Reproduce every one of the entries below word for word, keeping each line, bracket, and number unchanged.

[start]

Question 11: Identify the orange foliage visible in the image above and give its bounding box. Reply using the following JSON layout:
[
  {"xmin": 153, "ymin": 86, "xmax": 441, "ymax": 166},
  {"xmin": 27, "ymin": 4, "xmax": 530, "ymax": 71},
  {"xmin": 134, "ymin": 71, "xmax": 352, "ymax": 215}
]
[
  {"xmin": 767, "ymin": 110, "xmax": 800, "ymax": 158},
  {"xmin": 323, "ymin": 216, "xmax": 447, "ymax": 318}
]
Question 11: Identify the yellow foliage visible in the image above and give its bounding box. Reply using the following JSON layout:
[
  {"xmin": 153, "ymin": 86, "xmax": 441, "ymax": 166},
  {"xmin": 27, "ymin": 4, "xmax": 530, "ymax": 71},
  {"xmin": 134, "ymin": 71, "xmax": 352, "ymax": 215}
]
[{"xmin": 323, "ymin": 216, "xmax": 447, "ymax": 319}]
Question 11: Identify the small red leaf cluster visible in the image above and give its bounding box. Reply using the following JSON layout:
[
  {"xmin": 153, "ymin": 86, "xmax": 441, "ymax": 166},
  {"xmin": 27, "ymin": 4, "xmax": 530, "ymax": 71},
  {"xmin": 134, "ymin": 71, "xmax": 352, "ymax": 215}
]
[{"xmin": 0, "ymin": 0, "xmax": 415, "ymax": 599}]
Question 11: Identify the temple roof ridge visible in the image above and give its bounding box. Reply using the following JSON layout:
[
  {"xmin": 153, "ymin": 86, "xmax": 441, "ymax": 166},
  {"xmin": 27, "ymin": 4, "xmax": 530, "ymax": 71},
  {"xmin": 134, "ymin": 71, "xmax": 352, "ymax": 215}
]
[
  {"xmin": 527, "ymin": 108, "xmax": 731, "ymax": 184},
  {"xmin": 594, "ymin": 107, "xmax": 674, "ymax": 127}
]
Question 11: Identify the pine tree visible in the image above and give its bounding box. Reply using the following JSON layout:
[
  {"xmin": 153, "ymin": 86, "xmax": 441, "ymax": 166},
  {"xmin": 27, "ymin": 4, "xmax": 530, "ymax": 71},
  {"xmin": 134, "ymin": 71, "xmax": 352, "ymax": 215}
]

[end]

WRITTEN ANSWER:
Question 11: Identify the orange foliage visible in the image above and give its bounding box. Reply using the following JSON layout:
[
  {"xmin": 153, "ymin": 86, "xmax": 441, "ymax": 166},
  {"xmin": 27, "ymin": 4, "xmax": 530, "ymax": 71},
  {"xmin": 134, "ymin": 71, "xmax": 352, "ymax": 215}
]
[
  {"xmin": 767, "ymin": 110, "xmax": 800, "ymax": 158},
  {"xmin": 323, "ymin": 216, "xmax": 447, "ymax": 318}
]
Question 11: Identify the yellow foliage visible in the image above and give its bounding box. Reply using the following JSON layout:
[
  {"xmin": 153, "ymin": 86, "xmax": 441, "ymax": 166},
  {"xmin": 27, "ymin": 4, "xmax": 530, "ymax": 71},
  {"xmin": 134, "ymin": 71, "xmax": 352, "ymax": 215}
]
[{"xmin": 323, "ymin": 216, "xmax": 447, "ymax": 319}]
Question 11: Identify the small red leaf cluster visible in the image above and give its bounding box. Reply using the following JSON layout:
[
  {"xmin": 153, "ymin": 86, "xmax": 441, "ymax": 166},
  {"xmin": 27, "ymin": 4, "xmax": 530, "ymax": 71},
  {"xmin": 134, "ymin": 71, "xmax": 352, "ymax": 215}
]
[{"xmin": 0, "ymin": 0, "xmax": 415, "ymax": 599}]
Question 11: Identify the temple roof ridge visible in the image above and give its bounding box. Reply using the following JSON layout:
[
  {"xmin": 153, "ymin": 86, "xmax": 441, "ymax": 166},
  {"xmin": 27, "ymin": 4, "xmax": 530, "ymax": 71},
  {"xmin": 134, "ymin": 71, "xmax": 352, "ymax": 215}
]
[
  {"xmin": 527, "ymin": 108, "xmax": 731, "ymax": 184},
  {"xmin": 594, "ymin": 107, "xmax": 674, "ymax": 127}
]
Question 11: Identify the pine tree visible in the image above and give its bounding box. Reply using the following JSON layout:
[
  {"xmin": 153, "ymin": 86, "xmax": 441, "ymax": 166},
  {"xmin": 27, "ymin": 4, "xmax": 530, "ymax": 71},
  {"xmin": 134, "ymin": 71, "xmax": 352, "ymax": 215}
]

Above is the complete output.